■ **Work to complete**
Write the next part of the passage below on radiation and hu14.18-IL2 immunocytokine treatment of B78 melanoma in mice, continuing after its final sentence.

Passage to read Start Marker

Tumor-specific monoclonal antibodies (mAb) are a common type of immunotherapy capable of engaging innate immune cells to elicit antibody-dependent cell-mediated cytotoxicity (ADCC). We recently demonstrated in vivo synergy between radiation (RT) and ADCC using the anti-GD2 hu14.18 mAb. We now investigate the potential of hu14.18-IL2 immunocytokine (IC) to augment this synergy.

Method and materials

C57BL/6 mice were engrafted with syngeneic GD2-expressing B78 melanoma. Macroscopic tumors (~ 200 mm3) were treated with sham or single fraction 12 Gy RT. Mice then received 5 daily intra-tumor injections of human IgG, hu14.18 mAb, or hu14.18-IL2 IC. NK or T cell depletion was achieved by intraperitoneal injection of a depleting mAb (NK1.1 or CD4/CD8 mAbs). After 90 days mice rendered disease-free by initial treatment were re-challenged with a second injection of B78 melanoma. After an additional 30 days mice not developing tumors were injected at distinct sites with syngeneic B16 melanoma (related to B78 but lacking GD2) and Panc02 pancreatic cancer cells.

Passage to read End Marker
Dataset entries Start Marker

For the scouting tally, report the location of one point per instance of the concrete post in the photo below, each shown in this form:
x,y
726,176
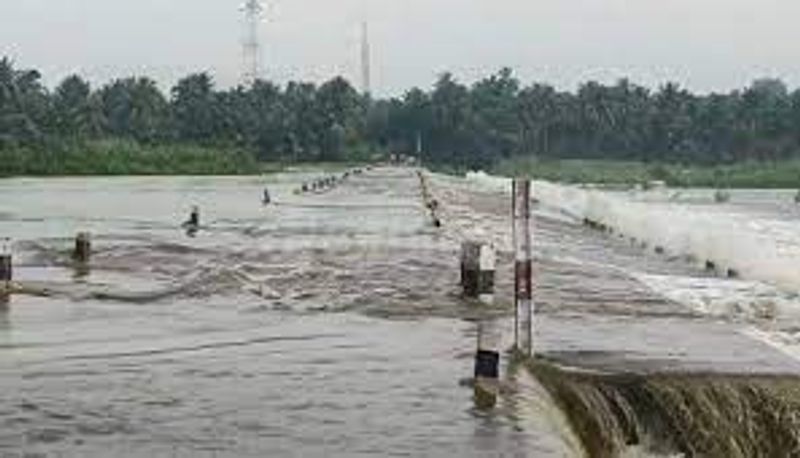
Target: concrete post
x,y
523,290
487,365
6,267
83,248
470,268
477,271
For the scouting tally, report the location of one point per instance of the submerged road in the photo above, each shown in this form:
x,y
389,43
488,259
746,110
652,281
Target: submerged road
x,y
327,324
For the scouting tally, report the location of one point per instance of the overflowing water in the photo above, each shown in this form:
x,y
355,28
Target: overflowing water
x,y
330,323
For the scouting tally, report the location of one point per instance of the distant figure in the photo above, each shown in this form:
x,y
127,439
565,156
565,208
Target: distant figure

Dataset entries End Marker

■ **Answer box**
In tumor-bearing mice we observe synergy between RT and anti-GD2 mAb resulting in tumor regression and improved animal survival (Figure 1). This interaction of RT and hu14.18 is inhibited by depletion of NK cells and is not observed in mice that lack Fcϒ receptors. Synergy is markedly enhanced by substituting mAb with hu14.18-IL2 (Figure 2), resulting in durable complete resolution of tumors in 71% (22/31) of animals. This synergy of RT and IC is minimally affected by NK cell depletion but is largely abrogated in nude mice and Fcϒ receptor-deficient mice. Immunohistochemistry on post-treatment tumor specimens demonstrates enhanced recruitment of CD8+ T cells to tumors following combined treatment with RT and IC. Of animals rendered disease-free following combined treatment, 90% (18/20) did not grow a tumor following a second injection with B78 cells while no age-matched control mice (0/23) rejected these cells. A subset of mice rendered disease-free following initial treatment was later depleted of T cells and none (0/5) rejected repeat engraftment with B78 cells. Among mice rendered disease-free by initial treatment and remaining disease-free after B78 re-challenge, 75% (9/12) rejected subsequent engraftment with related GD2-deficient B16 melanoma cells. None of these rejected simultaneous injection of Panc02 cells and no age-matched controls (0/11) rejected the same B16 cells.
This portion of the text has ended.